■ What to do
Please count how many lines in the data below contain the string "floor" and give only that number.

==========

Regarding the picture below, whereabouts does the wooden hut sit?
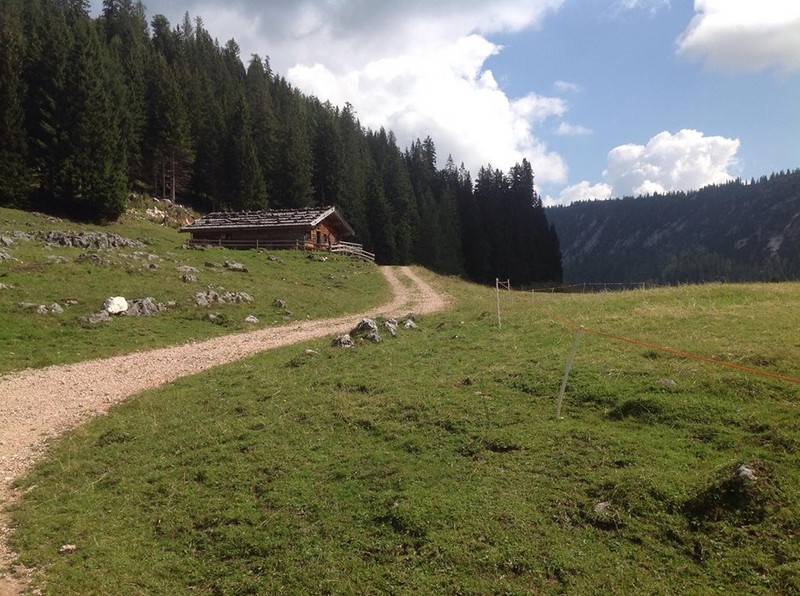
[181,207,372,258]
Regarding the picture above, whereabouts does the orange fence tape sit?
[553,316,800,384]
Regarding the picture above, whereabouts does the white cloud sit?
[545,129,740,205]
[616,0,670,15]
[288,35,567,183]
[544,180,612,207]
[678,0,800,75]
[553,81,583,93]
[603,129,740,196]
[106,0,567,183]
[556,121,592,137]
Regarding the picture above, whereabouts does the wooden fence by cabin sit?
[186,238,375,261]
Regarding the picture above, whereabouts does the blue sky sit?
[92,0,800,204]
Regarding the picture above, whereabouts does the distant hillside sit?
[547,169,800,283]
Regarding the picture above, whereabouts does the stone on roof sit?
[181,207,355,234]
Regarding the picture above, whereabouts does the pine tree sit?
[226,96,267,210]
[146,55,195,201]
[0,0,29,207]
[51,10,128,221]
[272,77,314,208]
[101,0,153,181]
[245,55,277,204]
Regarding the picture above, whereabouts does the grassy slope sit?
[7,268,800,594]
[0,208,389,374]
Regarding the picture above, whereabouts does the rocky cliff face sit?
[547,170,800,283]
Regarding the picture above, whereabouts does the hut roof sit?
[181,207,356,237]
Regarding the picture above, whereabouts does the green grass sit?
[7,274,800,594]
[0,208,390,374]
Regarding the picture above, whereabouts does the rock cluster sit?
[331,313,419,348]
[224,261,247,273]
[38,230,144,250]
[86,296,176,324]
[194,287,253,306]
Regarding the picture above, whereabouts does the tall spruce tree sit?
[0,0,29,207]
[146,55,194,205]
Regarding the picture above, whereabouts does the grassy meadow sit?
[0,205,390,374]
[7,250,800,594]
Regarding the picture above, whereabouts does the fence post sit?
[494,277,503,329]
[556,325,583,419]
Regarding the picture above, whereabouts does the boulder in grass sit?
[103,296,128,315]
[86,310,111,325]
[383,319,397,337]
[123,297,164,317]
[331,333,356,348]
[350,319,381,344]
[225,261,247,273]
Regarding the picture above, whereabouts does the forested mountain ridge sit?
[0,0,561,285]
[546,169,800,283]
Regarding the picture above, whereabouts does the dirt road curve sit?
[0,267,446,596]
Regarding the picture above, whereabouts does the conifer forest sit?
[0,0,562,285]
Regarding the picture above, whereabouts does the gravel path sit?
[0,267,446,596]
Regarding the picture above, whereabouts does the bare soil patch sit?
[0,267,446,596]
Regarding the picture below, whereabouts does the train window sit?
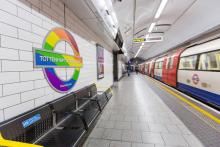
[198,51,220,71]
[155,62,158,69]
[159,62,163,69]
[166,57,173,69]
[179,55,197,70]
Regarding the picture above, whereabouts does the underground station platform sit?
[84,74,220,147]
[0,0,220,147]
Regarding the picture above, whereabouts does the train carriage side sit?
[145,62,150,76]
[154,57,164,81]
[149,59,155,77]
[177,39,220,108]
[162,49,183,87]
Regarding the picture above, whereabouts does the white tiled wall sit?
[0,0,113,122]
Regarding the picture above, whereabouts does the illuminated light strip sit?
[147,79,220,124]
[148,22,156,33]
[0,134,43,147]
[154,0,168,19]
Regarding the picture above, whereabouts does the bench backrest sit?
[50,93,76,123]
[0,105,53,143]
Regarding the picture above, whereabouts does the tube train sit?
[139,39,220,109]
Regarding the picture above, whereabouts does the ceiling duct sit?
[145,36,163,42]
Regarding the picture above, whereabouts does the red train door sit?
[150,60,155,77]
[162,56,168,83]
[162,49,183,87]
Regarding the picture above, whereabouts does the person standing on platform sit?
[135,66,138,74]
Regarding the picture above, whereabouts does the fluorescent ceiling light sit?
[154,0,168,19]
[145,34,149,39]
[134,43,143,58]
[148,22,156,33]
[98,0,108,10]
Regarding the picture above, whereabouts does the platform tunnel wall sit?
[0,0,113,122]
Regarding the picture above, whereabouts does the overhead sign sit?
[133,38,146,43]
[133,36,163,43]
[34,28,83,93]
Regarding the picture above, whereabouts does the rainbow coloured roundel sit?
[34,28,83,92]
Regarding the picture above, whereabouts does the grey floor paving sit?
[83,75,203,147]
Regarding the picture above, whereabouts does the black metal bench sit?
[0,105,53,143]
[0,84,111,147]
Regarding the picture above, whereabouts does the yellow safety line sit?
[148,77,220,124]
[0,134,43,147]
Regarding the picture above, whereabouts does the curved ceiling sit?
[113,0,195,58]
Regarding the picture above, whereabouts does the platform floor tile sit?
[83,75,206,147]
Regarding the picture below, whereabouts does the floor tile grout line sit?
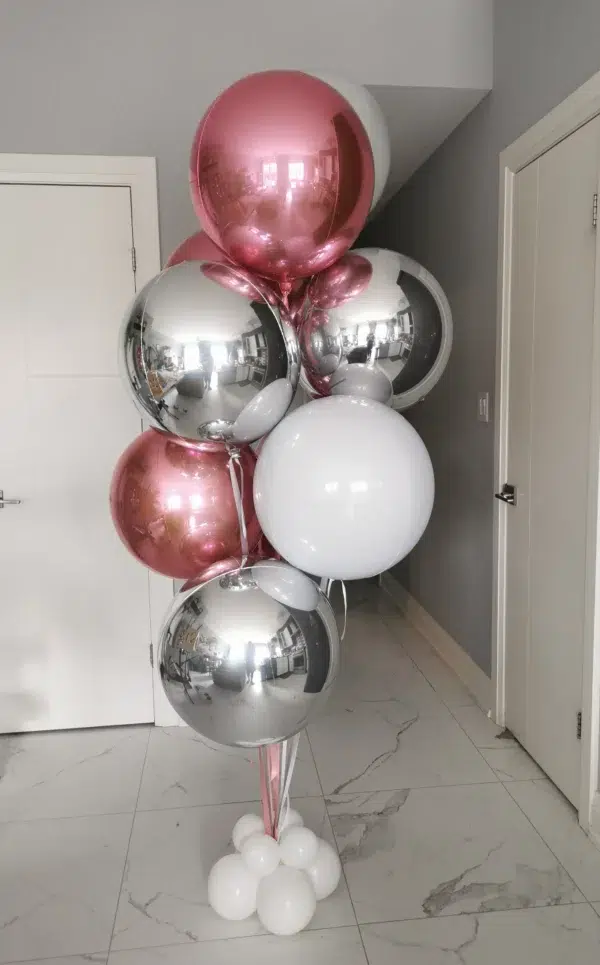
[426,672,595,911]
[3,922,360,965]
[305,730,369,965]
[106,730,150,963]
[382,611,479,717]
[354,596,600,917]
[502,781,596,911]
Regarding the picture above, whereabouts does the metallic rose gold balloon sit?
[307,252,373,308]
[165,231,282,308]
[110,429,260,580]
[165,231,225,268]
[190,70,374,286]
[179,551,260,593]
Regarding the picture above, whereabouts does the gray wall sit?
[0,0,491,254]
[364,0,600,673]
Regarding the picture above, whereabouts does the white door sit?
[502,119,600,806]
[0,184,154,732]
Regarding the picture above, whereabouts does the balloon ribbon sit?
[228,448,248,566]
[258,734,300,840]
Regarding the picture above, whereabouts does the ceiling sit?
[368,86,489,210]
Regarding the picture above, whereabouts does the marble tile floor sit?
[0,585,600,965]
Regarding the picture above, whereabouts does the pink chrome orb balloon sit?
[110,429,260,580]
[190,70,374,293]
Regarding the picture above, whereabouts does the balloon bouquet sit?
[110,70,452,934]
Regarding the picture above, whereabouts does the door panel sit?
[0,184,154,732]
[506,119,600,805]
[502,161,539,742]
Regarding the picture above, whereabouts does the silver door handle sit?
[0,489,23,509]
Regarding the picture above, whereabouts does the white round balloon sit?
[254,396,434,580]
[208,854,258,921]
[306,838,342,901]
[231,814,265,851]
[256,865,317,935]
[315,74,391,211]
[279,827,319,869]
[241,831,280,878]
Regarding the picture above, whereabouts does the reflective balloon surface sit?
[299,248,452,409]
[190,70,374,286]
[110,429,260,580]
[160,562,339,747]
[120,261,298,443]
[165,231,229,268]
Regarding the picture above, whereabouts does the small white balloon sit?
[306,838,342,901]
[279,808,304,835]
[279,828,319,869]
[231,814,265,851]
[241,831,280,878]
[208,854,256,921]
[257,865,317,935]
[252,560,319,610]
[254,395,435,580]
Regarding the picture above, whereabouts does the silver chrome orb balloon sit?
[299,248,452,410]
[159,561,339,747]
[119,261,299,444]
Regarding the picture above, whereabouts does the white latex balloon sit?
[331,362,394,405]
[315,74,391,211]
[279,808,304,835]
[231,814,265,851]
[254,396,434,580]
[233,379,294,442]
[279,827,319,870]
[208,854,258,921]
[306,838,342,901]
[256,865,317,935]
[252,560,319,610]
[241,831,280,878]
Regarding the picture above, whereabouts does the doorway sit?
[494,77,600,829]
[0,158,172,733]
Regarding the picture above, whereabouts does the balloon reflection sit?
[121,262,298,443]
[298,248,452,409]
[160,562,339,747]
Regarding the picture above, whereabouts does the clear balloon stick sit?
[228,449,248,566]
[276,734,300,837]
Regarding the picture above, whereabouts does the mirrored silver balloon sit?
[120,262,299,443]
[159,561,339,747]
[299,248,452,410]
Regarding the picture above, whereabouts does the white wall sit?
[365,0,600,674]
[0,0,492,253]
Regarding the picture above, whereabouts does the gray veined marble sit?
[0,583,600,965]
[308,700,498,794]
[327,784,584,922]
[361,905,600,965]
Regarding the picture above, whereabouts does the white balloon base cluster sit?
[208,808,342,935]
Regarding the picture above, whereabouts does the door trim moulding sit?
[492,72,600,836]
[0,154,181,726]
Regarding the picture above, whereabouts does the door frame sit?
[492,72,600,841]
[0,154,180,726]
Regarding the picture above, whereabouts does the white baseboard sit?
[380,573,493,713]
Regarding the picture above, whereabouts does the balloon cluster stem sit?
[258,734,300,841]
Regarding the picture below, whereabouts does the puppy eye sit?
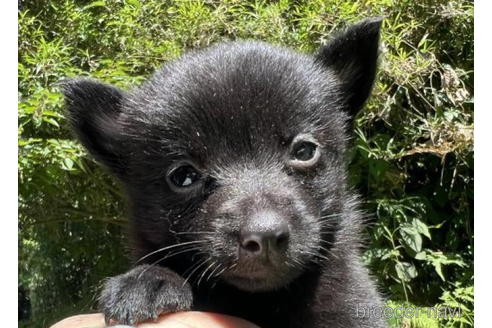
[168,164,202,188]
[292,141,318,162]
[288,134,321,169]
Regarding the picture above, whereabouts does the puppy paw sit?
[99,265,193,325]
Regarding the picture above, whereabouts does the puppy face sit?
[65,20,380,291]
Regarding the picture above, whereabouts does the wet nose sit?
[240,222,289,256]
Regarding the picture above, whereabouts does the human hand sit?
[50,311,259,328]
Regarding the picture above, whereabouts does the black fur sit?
[65,19,385,328]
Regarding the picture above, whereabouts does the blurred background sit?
[18,0,474,328]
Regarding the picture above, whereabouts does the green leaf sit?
[412,218,431,239]
[395,262,418,281]
[400,224,422,253]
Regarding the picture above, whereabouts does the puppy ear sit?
[61,79,125,174]
[317,18,382,116]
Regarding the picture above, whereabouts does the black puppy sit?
[65,19,385,328]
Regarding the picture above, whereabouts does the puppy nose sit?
[239,222,289,256]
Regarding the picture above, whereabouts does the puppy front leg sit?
[99,265,193,324]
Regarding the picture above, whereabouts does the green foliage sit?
[18,0,473,328]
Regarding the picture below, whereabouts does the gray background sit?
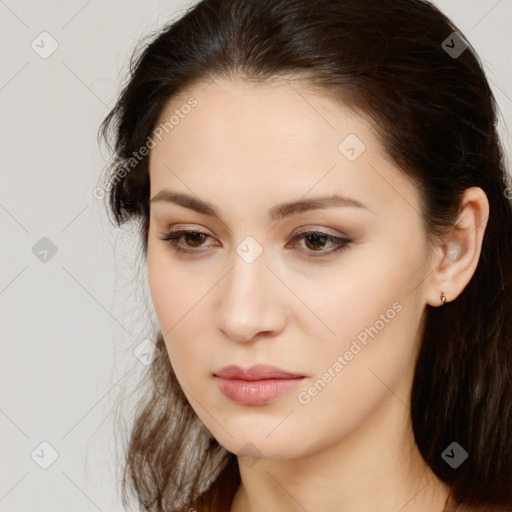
[0,0,512,512]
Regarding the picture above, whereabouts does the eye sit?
[160,229,352,258]
[284,231,352,258]
[160,229,217,253]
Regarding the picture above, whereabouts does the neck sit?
[231,395,451,512]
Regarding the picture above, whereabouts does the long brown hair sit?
[100,0,512,512]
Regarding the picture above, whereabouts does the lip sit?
[214,364,305,380]
[214,365,306,405]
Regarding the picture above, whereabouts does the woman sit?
[97,0,512,512]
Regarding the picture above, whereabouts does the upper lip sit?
[214,364,304,380]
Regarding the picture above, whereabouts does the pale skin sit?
[147,79,489,512]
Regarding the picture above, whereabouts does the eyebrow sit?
[151,190,373,220]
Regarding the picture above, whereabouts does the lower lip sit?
[216,377,305,405]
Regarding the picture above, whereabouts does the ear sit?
[426,187,489,306]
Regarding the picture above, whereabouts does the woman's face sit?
[147,80,429,459]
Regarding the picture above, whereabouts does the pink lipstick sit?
[214,364,305,405]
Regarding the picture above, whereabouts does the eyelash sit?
[160,230,352,258]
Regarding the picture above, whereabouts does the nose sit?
[216,246,286,343]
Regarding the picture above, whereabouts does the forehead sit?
[150,79,415,219]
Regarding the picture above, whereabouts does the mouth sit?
[214,365,306,406]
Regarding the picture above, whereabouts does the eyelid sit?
[160,227,353,258]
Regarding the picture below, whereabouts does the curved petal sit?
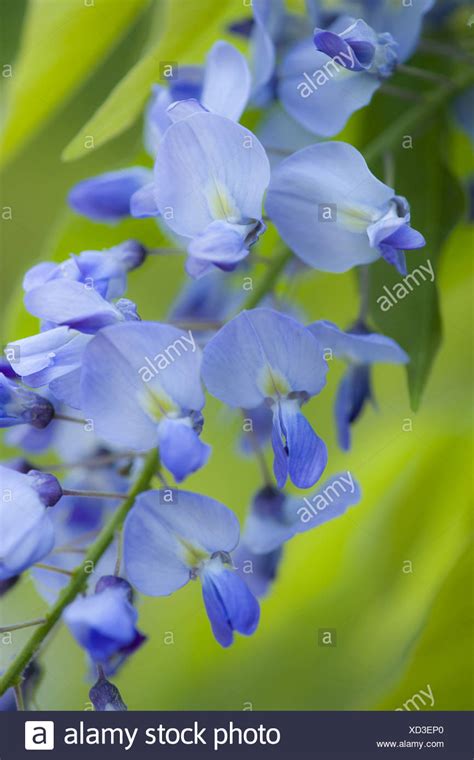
[308,320,409,364]
[278,35,380,137]
[25,280,123,333]
[335,364,372,451]
[130,182,160,219]
[285,471,361,535]
[272,401,328,488]
[202,309,327,409]
[200,40,250,121]
[266,142,394,272]
[124,489,240,596]
[202,560,260,647]
[81,322,204,451]
[158,419,211,483]
[155,113,270,237]
[68,166,151,222]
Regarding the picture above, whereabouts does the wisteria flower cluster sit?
[0,0,460,710]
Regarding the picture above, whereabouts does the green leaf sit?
[62,0,244,161]
[0,0,149,168]
[370,118,464,410]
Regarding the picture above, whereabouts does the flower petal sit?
[200,40,250,121]
[266,142,394,272]
[202,560,260,647]
[69,166,152,222]
[155,113,270,237]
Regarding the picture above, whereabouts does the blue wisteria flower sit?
[0,373,54,429]
[89,673,127,712]
[31,466,128,604]
[63,575,145,664]
[308,320,409,450]
[81,322,210,481]
[278,16,397,137]
[202,309,327,488]
[5,279,139,409]
[69,40,251,222]
[266,142,425,274]
[144,40,251,157]
[313,0,435,61]
[154,111,270,277]
[124,489,260,647]
[233,471,361,596]
[0,465,62,580]
[23,240,146,300]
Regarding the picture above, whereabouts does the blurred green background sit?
[0,0,474,710]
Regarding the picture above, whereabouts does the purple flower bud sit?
[0,374,54,428]
[28,470,63,507]
[89,676,127,712]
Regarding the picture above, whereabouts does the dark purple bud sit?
[252,486,285,520]
[89,676,127,712]
[2,457,33,475]
[0,374,54,428]
[28,470,63,507]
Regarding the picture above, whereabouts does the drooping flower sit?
[266,142,425,274]
[234,471,361,596]
[0,374,54,429]
[63,575,146,664]
[5,279,139,409]
[154,111,270,277]
[68,166,152,222]
[89,673,127,712]
[145,40,250,157]
[81,322,210,481]
[203,309,327,488]
[31,464,128,604]
[313,0,439,62]
[69,40,250,222]
[0,465,62,580]
[23,240,146,300]
[308,320,409,450]
[124,489,259,647]
[361,0,435,62]
[278,16,397,137]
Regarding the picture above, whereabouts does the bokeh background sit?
[0,0,473,710]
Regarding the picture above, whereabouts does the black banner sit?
[0,711,474,760]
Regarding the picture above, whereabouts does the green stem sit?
[13,683,25,712]
[0,450,158,696]
[363,69,474,164]
[242,248,292,310]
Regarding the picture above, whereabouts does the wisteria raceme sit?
[0,0,469,711]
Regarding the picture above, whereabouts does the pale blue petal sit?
[68,166,150,222]
[200,40,250,121]
[285,472,361,535]
[203,309,327,409]
[266,142,394,272]
[272,401,328,488]
[124,489,240,596]
[278,39,380,137]
[158,418,211,483]
[155,113,270,237]
[166,98,209,124]
[308,320,409,364]
[82,322,204,451]
[25,280,123,333]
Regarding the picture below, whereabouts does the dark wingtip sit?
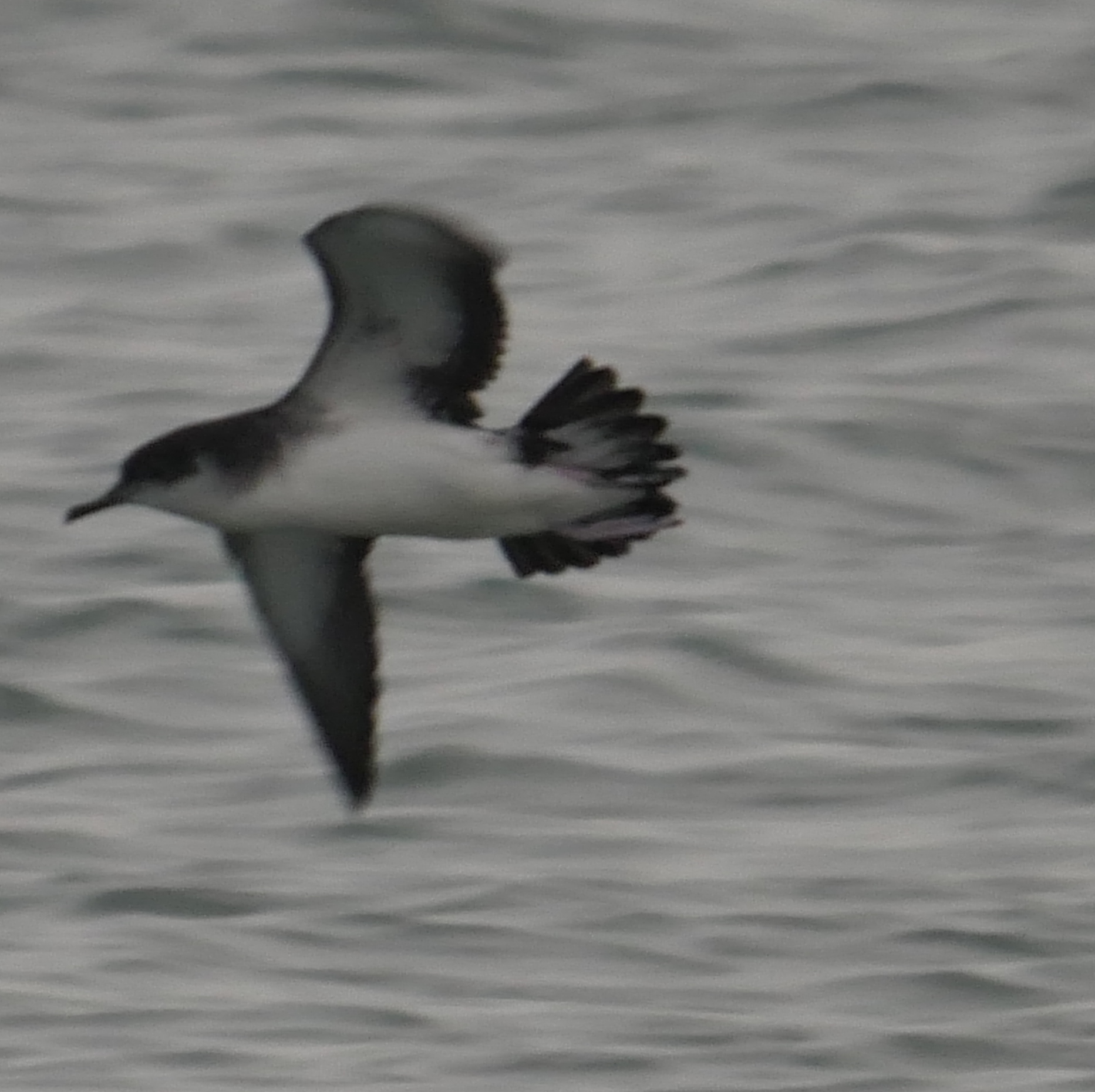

==========

■ Exercise response
4